# What the exercise asks
Please retype each record exactly as it stands below.

# Supplied entries
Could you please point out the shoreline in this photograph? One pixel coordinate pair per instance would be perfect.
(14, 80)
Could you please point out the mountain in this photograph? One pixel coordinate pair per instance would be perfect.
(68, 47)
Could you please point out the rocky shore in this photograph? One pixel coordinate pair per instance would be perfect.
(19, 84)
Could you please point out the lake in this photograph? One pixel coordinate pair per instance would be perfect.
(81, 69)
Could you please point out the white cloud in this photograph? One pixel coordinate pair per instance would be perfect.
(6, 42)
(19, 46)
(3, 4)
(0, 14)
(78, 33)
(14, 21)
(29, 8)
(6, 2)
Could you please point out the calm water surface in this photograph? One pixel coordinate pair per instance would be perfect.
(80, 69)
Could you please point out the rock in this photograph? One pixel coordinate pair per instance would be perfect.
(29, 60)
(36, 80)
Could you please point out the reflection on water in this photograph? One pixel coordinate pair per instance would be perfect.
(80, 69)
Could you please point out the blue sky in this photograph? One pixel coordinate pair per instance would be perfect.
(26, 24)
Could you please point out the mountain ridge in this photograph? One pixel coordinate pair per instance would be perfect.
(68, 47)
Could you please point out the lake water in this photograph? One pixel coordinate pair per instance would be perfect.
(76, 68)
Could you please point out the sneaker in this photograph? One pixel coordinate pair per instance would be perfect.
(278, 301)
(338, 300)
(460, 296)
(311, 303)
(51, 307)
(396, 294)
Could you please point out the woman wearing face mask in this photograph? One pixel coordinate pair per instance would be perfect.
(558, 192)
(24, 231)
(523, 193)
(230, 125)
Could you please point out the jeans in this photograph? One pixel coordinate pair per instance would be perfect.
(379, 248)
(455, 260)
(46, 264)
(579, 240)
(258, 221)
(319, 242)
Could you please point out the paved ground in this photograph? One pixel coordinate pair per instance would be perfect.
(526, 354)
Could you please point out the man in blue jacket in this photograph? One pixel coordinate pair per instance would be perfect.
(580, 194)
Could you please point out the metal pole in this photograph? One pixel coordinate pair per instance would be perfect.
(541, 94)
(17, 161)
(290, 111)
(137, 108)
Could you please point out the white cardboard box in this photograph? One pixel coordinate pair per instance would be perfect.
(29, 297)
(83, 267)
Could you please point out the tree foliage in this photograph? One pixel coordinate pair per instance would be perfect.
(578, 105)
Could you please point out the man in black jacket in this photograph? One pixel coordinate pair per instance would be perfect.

# Finished task
Could you please point out the shoreline in this photograph? One pixel coordinate pair per instance would be perfect.
(14, 80)
Could you please point out the mountain in this photograph? One pixel coordinate pair per instance would be perfect.
(68, 47)
Could you please point out the rocky shore in this photograph? One pixel coordinate pair per instance would be perfect.
(19, 84)
Could you please point out the lake in this photograph? One pixel coordinate pair per instance would be perfect.
(81, 69)
Could you please point out the white cloud in this photograph? One pixel coordinate pair per instance would be perfect.
(6, 42)
(19, 46)
(3, 4)
(0, 14)
(78, 33)
(14, 21)
(29, 8)
(6, 2)
Could you please point out the calm water surface in this photograph? One pixel coordinate pair per instance would be perfect.
(80, 69)
Could you please point out the rock in this photograph? One pixel coordinate pair per instance would be perfect.
(29, 60)
(36, 80)
Could you please point out the reflection on water in this photograph? One pixel coordinate pair per instance would be perfect.
(80, 69)
Could you please point out the blue sky in this photograph? One pixel coordinate pair per instance would be perfect.
(26, 24)
Could you please point out the mountain ridge in this photograph? One pixel coordinate pair per instance would be perfect.
(68, 47)
Could you please point out the lake water in this photograph? One pixel coordinate pair per instance would be perfect.
(76, 68)
Could you please point out the sneaker in this photograph? One pixel coordinate pair per instance would be perfect.
(278, 301)
(338, 300)
(460, 296)
(311, 303)
(51, 307)
(396, 294)
Could you please point out the woman wearing face mask in this photograph? One pixel coordinate pair per instance would be perfect.
(558, 192)
(24, 231)
(523, 193)
(230, 125)
Could you please point out the jeans in this photograph? One pixel coordinate pair per instance would be perfect.
(379, 248)
(455, 260)
(46, 264)
(579, 240)
(258, 221)
(319, 242)
Could you please point out the paved ground in this photograph? One pixel coordinate pair per instance would be perfect.
(526, 354)
Could you please point out the man in blue jacket in this photograph? One pixel coordinate pair per instance would be perfect.
(580, 194)
Could you please point out the metal pole in this photograph? One pixel coordinate pair per instance would be perfect.
(541, 94)
(17, 161)
(290, 111)
(137, 108)
Could you please point out the white cardboard box in this photograph? One pixel coordinate pair per instance would be perfect.
(29, 297)
(83, 267)
Could you please point out the tree foliage in this photograph? One pixel coordinate pair per instance would be perfect.
(578, 105)
Could you please point out the man in black jacket in this photograph? One pixel coordinate pair per instance would be perfect.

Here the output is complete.